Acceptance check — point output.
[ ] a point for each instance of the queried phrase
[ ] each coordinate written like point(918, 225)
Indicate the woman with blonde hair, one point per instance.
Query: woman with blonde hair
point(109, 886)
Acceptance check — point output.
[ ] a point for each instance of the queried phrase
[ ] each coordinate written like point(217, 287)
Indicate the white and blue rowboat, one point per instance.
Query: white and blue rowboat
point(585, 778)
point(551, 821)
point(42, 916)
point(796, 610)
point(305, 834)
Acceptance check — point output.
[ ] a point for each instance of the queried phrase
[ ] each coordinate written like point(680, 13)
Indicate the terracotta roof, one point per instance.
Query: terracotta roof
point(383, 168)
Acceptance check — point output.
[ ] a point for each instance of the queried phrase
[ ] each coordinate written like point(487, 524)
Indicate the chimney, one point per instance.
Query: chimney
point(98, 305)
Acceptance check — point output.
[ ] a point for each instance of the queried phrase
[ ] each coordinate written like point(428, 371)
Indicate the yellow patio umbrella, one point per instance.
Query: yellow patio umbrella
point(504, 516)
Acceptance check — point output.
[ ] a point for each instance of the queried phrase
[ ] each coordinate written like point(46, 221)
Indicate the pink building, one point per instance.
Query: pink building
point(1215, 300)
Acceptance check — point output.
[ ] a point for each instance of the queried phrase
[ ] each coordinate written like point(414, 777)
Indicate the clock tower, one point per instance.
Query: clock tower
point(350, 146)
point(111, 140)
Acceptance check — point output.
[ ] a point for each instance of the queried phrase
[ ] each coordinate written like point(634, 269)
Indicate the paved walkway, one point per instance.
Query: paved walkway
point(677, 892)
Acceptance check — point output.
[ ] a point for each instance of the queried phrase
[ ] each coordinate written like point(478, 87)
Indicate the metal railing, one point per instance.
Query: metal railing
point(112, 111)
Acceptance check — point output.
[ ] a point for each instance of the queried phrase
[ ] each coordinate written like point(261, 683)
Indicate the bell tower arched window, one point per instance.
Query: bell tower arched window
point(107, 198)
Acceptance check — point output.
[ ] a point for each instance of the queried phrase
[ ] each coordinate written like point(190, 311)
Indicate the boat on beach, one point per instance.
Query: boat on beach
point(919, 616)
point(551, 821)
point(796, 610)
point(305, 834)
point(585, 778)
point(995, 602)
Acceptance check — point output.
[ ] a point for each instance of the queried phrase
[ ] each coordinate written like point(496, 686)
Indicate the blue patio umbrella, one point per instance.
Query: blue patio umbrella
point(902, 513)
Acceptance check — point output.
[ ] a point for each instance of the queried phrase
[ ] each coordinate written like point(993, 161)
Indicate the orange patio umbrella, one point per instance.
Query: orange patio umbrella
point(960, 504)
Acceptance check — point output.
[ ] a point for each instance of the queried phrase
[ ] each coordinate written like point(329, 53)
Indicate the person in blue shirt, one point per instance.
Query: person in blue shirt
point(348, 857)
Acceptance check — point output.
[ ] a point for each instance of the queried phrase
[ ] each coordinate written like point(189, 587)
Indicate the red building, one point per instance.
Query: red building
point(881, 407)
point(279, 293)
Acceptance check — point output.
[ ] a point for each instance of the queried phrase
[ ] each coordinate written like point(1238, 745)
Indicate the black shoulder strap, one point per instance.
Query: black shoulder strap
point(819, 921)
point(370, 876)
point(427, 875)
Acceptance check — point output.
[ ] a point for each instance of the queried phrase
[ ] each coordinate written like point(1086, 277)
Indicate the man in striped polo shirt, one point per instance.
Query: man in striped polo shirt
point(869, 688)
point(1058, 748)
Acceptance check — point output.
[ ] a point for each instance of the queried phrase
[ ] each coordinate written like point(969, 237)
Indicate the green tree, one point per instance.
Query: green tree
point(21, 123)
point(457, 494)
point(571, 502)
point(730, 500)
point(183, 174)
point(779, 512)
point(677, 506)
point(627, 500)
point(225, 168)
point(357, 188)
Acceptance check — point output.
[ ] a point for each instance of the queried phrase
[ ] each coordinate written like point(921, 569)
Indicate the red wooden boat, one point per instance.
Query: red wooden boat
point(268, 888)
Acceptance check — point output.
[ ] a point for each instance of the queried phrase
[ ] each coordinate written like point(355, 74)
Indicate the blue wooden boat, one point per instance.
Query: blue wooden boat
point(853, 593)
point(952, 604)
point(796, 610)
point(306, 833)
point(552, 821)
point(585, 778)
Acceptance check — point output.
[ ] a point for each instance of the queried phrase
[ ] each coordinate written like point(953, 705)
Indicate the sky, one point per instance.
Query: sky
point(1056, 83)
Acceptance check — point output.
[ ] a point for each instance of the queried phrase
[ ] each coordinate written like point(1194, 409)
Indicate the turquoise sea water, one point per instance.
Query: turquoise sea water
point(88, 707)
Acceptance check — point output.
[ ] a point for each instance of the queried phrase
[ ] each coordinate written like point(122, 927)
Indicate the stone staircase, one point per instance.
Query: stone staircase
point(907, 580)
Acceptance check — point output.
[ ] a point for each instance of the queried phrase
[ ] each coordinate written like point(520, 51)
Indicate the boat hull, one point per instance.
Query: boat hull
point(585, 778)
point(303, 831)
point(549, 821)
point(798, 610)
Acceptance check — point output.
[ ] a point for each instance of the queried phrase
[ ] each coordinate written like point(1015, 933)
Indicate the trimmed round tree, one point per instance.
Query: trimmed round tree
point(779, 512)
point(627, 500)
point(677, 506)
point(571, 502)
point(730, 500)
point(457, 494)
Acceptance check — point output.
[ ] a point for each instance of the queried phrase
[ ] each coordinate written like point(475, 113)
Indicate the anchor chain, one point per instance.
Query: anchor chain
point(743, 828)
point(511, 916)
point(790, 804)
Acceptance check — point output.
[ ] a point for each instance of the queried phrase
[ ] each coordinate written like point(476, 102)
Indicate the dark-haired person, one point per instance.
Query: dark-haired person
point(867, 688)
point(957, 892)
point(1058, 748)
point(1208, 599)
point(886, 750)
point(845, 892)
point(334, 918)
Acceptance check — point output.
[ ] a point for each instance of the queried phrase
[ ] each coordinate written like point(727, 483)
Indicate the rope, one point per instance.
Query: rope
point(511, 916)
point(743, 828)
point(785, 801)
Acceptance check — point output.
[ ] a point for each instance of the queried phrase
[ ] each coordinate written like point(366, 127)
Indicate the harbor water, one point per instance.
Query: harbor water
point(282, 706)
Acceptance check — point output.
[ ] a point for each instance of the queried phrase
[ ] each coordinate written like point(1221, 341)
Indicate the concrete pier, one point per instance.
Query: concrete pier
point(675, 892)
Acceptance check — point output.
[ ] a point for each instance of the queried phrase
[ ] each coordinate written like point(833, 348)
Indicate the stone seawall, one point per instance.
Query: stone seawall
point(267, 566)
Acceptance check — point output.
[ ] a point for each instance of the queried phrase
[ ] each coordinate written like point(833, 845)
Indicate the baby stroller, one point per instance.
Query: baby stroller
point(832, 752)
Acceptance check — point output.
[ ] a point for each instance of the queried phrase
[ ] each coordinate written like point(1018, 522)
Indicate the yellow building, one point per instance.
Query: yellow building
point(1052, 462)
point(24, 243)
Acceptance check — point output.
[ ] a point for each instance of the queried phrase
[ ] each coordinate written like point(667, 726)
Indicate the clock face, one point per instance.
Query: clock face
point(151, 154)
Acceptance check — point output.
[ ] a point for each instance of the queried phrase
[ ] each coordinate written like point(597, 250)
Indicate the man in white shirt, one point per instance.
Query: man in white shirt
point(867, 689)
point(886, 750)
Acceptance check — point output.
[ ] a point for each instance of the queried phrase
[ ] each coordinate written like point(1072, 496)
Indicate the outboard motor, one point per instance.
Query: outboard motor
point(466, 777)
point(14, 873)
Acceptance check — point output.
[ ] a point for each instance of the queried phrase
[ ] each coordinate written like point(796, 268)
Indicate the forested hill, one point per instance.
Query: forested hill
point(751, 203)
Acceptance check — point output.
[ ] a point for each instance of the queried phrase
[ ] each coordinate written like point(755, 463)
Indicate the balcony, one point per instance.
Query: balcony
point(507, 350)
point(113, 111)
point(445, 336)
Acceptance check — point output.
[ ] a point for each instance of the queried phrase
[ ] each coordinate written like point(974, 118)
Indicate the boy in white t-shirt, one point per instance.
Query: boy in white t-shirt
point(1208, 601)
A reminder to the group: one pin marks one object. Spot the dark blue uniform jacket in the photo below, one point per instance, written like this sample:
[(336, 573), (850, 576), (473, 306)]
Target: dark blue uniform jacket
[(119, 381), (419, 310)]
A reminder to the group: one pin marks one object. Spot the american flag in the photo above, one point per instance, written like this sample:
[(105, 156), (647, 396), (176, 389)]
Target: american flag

----

» Required work:
Word for word, output the lines of the data from its first line through the line where "Indicate the terracotta" appears, and stop there.

» Answer space:
Acceptance check — point output.
[ ] a point for each instance of the queried phrase
[ ] each coordinate written like point(918, 225)
Indicate the woman with blonde hair, one point per instance.
Query: woman with blonde hair
point(109, 886)
Acceptance check — point output.
[ ] a point for each instance of the queried phrase
[ ] each coordinate written like point(217, 287)
Indicate the white and blue rowboat, one point per instance.
Query: white and blue rowboat
point(585, 778)
point(551, 821)
point(42, 916)
point(796, 610)
point(305, 834)
Acceptance check — point output.
[ ] a point for each instance of the queried phrase
[ ] each coordinate written like point(680, 13)
Indicate the terracotta roof, one point per instance.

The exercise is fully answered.